- Your objective: Can you repeat all of the data below word for word, leaving out the pictures?

┌──

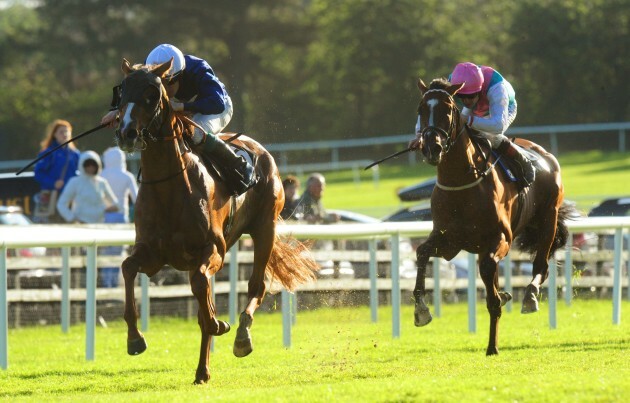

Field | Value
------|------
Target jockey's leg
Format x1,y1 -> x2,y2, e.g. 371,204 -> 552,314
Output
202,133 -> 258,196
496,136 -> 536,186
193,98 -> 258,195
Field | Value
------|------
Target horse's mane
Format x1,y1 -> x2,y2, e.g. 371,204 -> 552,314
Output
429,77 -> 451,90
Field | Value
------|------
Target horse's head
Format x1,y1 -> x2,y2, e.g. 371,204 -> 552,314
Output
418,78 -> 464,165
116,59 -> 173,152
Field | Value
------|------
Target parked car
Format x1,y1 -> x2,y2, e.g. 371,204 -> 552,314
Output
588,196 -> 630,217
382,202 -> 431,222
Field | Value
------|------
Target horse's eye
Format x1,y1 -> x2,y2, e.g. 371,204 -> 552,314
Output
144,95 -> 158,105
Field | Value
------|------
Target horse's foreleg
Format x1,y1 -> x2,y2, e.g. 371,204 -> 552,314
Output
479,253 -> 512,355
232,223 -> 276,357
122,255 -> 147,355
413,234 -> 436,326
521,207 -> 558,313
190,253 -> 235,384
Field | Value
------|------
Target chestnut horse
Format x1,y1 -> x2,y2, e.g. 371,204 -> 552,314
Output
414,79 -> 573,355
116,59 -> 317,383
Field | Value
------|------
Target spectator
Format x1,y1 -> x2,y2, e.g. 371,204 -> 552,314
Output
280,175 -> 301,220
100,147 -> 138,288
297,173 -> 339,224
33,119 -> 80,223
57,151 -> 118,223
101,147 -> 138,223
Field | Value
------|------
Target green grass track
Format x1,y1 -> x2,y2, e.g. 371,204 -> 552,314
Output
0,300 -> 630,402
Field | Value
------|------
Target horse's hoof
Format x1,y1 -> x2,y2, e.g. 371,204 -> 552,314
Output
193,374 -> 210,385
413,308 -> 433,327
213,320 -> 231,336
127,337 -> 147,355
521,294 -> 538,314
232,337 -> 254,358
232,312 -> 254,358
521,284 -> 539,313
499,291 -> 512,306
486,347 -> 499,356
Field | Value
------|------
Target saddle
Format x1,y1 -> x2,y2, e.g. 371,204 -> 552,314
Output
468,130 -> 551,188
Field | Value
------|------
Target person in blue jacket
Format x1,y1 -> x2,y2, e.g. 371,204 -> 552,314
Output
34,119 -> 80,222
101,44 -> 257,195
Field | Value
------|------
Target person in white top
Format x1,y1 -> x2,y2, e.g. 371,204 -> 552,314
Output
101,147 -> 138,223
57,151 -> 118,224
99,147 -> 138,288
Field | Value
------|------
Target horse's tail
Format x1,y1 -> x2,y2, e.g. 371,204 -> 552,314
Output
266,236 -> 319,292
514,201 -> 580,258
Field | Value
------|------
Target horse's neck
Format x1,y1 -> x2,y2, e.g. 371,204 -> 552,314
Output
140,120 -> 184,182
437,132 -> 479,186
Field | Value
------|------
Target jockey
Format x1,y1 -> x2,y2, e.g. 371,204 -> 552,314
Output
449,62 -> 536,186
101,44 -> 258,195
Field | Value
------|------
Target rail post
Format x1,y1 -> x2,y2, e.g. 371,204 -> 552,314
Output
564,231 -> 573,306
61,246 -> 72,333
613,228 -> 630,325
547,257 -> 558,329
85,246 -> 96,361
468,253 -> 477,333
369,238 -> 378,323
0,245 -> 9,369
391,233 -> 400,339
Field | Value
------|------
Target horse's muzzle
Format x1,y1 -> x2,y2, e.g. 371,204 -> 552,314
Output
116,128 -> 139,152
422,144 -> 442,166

└──

- Output of the task:
Field | Value
------|------
Target jockey's leg
Format x1,y1 -> x2,y2, e.g. 371,204 -> 552,314
Output
202,133 -> 258,196
496,136 -> 536,186
193,98 -> 258,195
Field | Value
------|------
Target horse's mane
Format x1,y1 -> x2,y2, e.g. 371,204 -> 552,314
Output
429,77 -> 451,90
Field | Value
------|------
Target horse's head
Format x1,y1 -> x2,y2, e.g. 371,204 -> 552,314
Output
418,78 -> 464,165
116,59 -> 173,152
Field | Value
------|------
Target parked car
Format x1,y1 -> x2,y2, e.g. 371,204 -> 552,314
Output
588,196 -> 630,217
382,202 -> 431,222
Field | Value
------|------
Target horse's eye
Format x1,y1 -> x2,y2, e.g. 371,204 -> 552,314
Output
144,95 -> 158,105
Field | Value
------|------
Target horse's foreleg
Format x1,y1 -> x2,y2, e.g. 371,204 -> 552,314
Output
479,253 -> 512,355
232,223 -> 276,357
122,255 -> 147,355
413,234 -> 436,326
521,207 -> 558,313
190,253 -> 235,384
Field | Value
------|------
Target chestnut horse
Format x1,y1 -> x2,y2, e.g. 371,204 -> 552,314
Output
414,79 -> 573,355
116,59 -> 317,383
Field | Value
------|------
Target spectator
Format x1,y1 -> x2,y2, e.g. 371,204 -> 552,314
Output
280,175 -> 301,220
100,147 -> 138,288
297,173 -> 339,224
33,119 -> 80,223
57,151 -> 118,223
101,147 -> 138,223
Field | Value
------|------
Target green grass track
Format x1,y1 -> x2,y2, e.g. 371,204 -> 552,314
Output
0,300 -> 630,402
Field | Value
------|------
Target horse's hoof
Format x1,y1 -> x2,y2, e.g. 371,204 -> 552,314
Output
193,374 -> 210,385
413,308 -> 433,327
213,320 -> 231,336
127,337 -> 147,355
521,294 -> 538,314
232,337 -> 254,358
232,312 -> 254,358
521,284 -> 539,313
499,291 -> 512,306
486,347 -> 499,356
Field | Value
------|------
Target saddle
Format x1,y1 -> x2,y2, e.g. 371,204 -> 552,314
Output
468,130 -> 551,188
Field | Value
------|------
Target person in blue jacket
Format x1,y1 -> x2,y2, e.g. 371,204 -> 552,314
Output
34,119 -> 80,222
101,44 -> 257,195
Field | Value
------|------
Target person in white top
Format x1,y1 -> x2,y2, e.g. 371,204 -> 552,314
Output
101,147 -> 138,223
57,151 -> 118,224
99,147 -> 138,288
Field | Value
------|------
Target horse's tail
Format x1,y1 -> x2,y2, e.g. 371,204 -> 552,314
Output
266,236 -> 319,292
514,201 -> 580,258
Field | Value
------|------
Target horse's neck
Format x1,y1 -> x2,y2, e.g. 371,204 -> 552,314
Output
140,120 -> 184,182
437,132 -> 479,186
Field | Value
------|------
Target jockey
Format x1,y1 -> x2,y2, e.g. 371,204 -> 552,314
Output
449,62 -> 536,186
101,44 -> 258,195
Field | Value
------|------
Target rail post
Format x1,y1 -> x2,y2, e.g. 371,204 -> 552,314
Output
564,231 -> 573,306
61,246 -> 72,333
613,228 -> 630,325
547,257 -> 558,329
85,246 -> 96,361
468,253 -> 477,333
369,238 -> 378,323
0,245 -> 9,369
391,233 -> 400,339
Field | Value
------|------
Target horse's muzzle
Format x1,y1 -> x2,y2, e.g. 371,204 -> 552,314
Output
116,128 -> 139,152
422,144 -> 442,166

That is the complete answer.